### Stated exercise
Each line below should be retyped exactly, with no pictures.

┌──

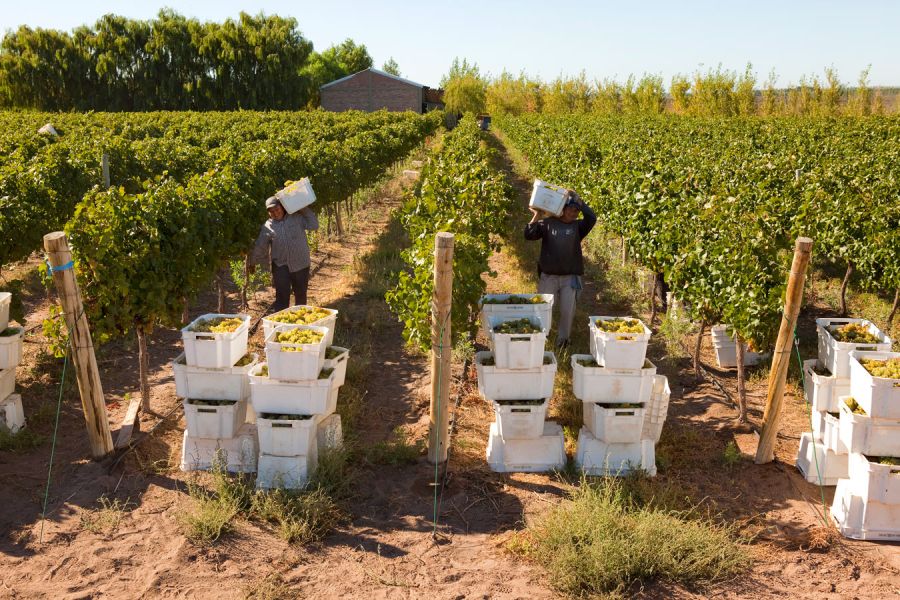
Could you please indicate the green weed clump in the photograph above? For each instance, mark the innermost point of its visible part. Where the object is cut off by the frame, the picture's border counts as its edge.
(604, 540)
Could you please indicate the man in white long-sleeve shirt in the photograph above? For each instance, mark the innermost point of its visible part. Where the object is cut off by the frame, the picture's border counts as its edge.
(282, 243)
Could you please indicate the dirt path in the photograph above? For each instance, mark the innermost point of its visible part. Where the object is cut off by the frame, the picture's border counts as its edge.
(385, 550)
(771, 502)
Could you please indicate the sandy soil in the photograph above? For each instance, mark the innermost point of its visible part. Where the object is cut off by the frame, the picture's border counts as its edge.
(387, 549)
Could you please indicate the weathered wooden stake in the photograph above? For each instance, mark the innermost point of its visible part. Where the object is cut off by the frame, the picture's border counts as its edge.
(86, 372)
(765, 452)
(440, 347)
(104, 166)
(143, 367)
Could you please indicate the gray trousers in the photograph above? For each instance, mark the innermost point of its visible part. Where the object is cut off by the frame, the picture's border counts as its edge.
(561, 286)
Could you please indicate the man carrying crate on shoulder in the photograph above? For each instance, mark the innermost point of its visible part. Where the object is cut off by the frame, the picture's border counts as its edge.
(282, 242)
(561, 264)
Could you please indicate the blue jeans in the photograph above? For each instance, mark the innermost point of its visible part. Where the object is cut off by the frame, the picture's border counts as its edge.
(285, 281)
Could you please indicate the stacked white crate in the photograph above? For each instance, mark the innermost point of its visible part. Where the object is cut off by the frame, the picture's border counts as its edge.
(625, 402)
(519, 385)
(867, 502)
(822, 456)
(294, 405)
(215, 391)
(12, 417)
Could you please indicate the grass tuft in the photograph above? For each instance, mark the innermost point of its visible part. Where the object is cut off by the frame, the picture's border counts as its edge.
(397, 450)
(604, 540)
(107, 517)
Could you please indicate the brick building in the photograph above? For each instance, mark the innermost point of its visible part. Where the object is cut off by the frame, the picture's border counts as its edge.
(372, 90)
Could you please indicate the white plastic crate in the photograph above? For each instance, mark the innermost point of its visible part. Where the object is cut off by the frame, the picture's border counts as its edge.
(655, 414)
(303, 363)
(878, 396)
(286, 472)
(726, 349)
(548, 197)
(5, 300)
(225, 383)
(822, 391)
(517, 350)
(515, 384)
(860, 520)
(269, 323)
(862, 433)
(339, 364)
(297, 196)
(329, 433)
(238, 453)
(520, 421)
(614, 425)
(543, 311)
(831, 438)
(546, 452)
(222, 421)
(873, 481)
(307, 397)
(12, 413)
(618, 350)
(7, 383)
(11, 349)
(603, 384)
(216, 350)
(596, 457)
(292, 437)
(835, 355)
(818, 464)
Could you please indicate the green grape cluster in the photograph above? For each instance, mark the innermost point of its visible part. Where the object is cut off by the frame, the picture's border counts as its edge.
(245, 360)
(298, 336)
(518, 326)
(515, 299)
(218, 325)
(620, 325)
(301, 316)
(885, 368)
(854, 333)
(854, 406)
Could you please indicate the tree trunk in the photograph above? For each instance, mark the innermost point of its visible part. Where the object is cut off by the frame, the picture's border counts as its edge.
(893, 309)
(220, 287)
(742, 392)
(144, 362)
(844, 285)
(697, 350)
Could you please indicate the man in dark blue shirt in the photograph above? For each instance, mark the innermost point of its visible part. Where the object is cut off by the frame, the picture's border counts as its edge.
(561, 264)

└──

### Solution
Could you please indicate the green weed clump in the photograph above? For each instance, mark the innermost point of its visible part. Where the object is cut off by the frame, the picture's border counts as its edge.
(604, 540)
Could you please indicate the man in white long-sleeve shirt in the photograph above? For each instance, mark the innermost point of its visible part. Where the object is cut off by the frame, the picture's border counts as its edge.
(282, 243)
Could you please indicate the dirt path in the photograph above? For each instance, mark the innermost point of its visible part. Where the object is cut off by the frame, the picture's border counts as its edge.
(385, 550)
(771, 502)
Could you please indicate the sandy soil in the photograph above? For each instance, mark the innermost point of its visible part. Where the object is cut off by the frame, the picture's border counts as its edge.
(387, 549)
Could you please indicate the weathered wooden stake in the photograph above? For each instance, mark the innermost point of its visible part. Where the object is cut off by the frame, the picture's border counts as its edge.
(86, 372)
(765, 452)
(440, 347)
(104, 166)
(143, 367)
Could you please indicate the gray trousers in the photograph above? For each instance, mark the innermost point of its visible part. Where the object is cut off by the frame, the picture's border counts as its edge.
(561, 286)
Could you please indicate the man carrying crate on shoulder in the photograph above? For each instance, mark the innermost point of its visible part. Where the object is cut off by the frame, the picture's border counts as its edge.
(282, 242)
(561, 264)
Could you please indicate the blue jeans in the photograph above? For each instance, mark the innermost point of its visible part. Where the object is cut off by the frame, the picture's border counts as its edge.
(285, 281)
Could you please indicate the stacked white crate in the photograph above? For each instance, mark the innermost point of its visible part. Where the object is cut off by the frame, the picture's border counts as its edge.
(625, 402)
(519, 385)
(867, 502)
(822, 456)
(294, 405)
(215, 391)
(12, 417)
Could you please indicate the grass tuft in the photograph above? For each instance, mark the innermost point of its visible part. Where the object is cut off by the frame, the picture's border counts as its edge.
(397, 450)
(604, 540)
(107, 517)
Could you please indicate the brick building in the photograph above? For each instance, mark the innermost point of its visible part. Where the object is cut off by the frame, the picture's border counts as its edge.
(372, 90)
Could you please indicate the white plastic crate in the photograph above? For each instance, mark the innermost point of its visible part. Where the object is cut off by the frame, the picture's border counts as its edge.
(655, 414)
(303, 363)
(878, 396)
(286, 472)
(726, 349)
(548, 197)
(5, 300)
(225, 383)
(822, 391)
(517, 350)
(515, 384)
(860, 520)
(269, 323)
(862, 433)
(339, 364)
(297, 196)
(329, 433)
(238, 453)
(520, 421)
(614, 425)
(543, 311)
(831, 438)
(546, 452)
(222, 421)
(873, 481)
(307, 397)
(12, 413)
(618, 350)
(7, 383)
(11, 349)
(603, 384)
(216, 350)
(596, 457)
(292, 437)
(835, 355)
(818, 464)
Could you please indicate the green grape cluster in the photograph above? For each instance, mark the innermost point of its visible part. Where the object is cut off by the frame, the picture's border counts as its edge.
(245, 360)
(298, 336)
(518, 326)
(515, 299)
(218, 325)
(620, 325)
(301, 316)
(885, 368)
(854, 333)
(854, 406)
Could you please indicate the tree trunk in the photograph above? For each instance, mark the innermost point of its visible part. Where the object is cut off by the frame, the picture's border counts as its edge.
(893, 309)
(220, 287)
(742, 392)
(144, 362)
(844, 285)
(697, 350)
Could you please indicate the man in dark blue shirt in the photograph above? For each instance, mark the innermost point of its visible part. Where the object is cut off by the frame, the picture's border counts as its edge.
(561, 264)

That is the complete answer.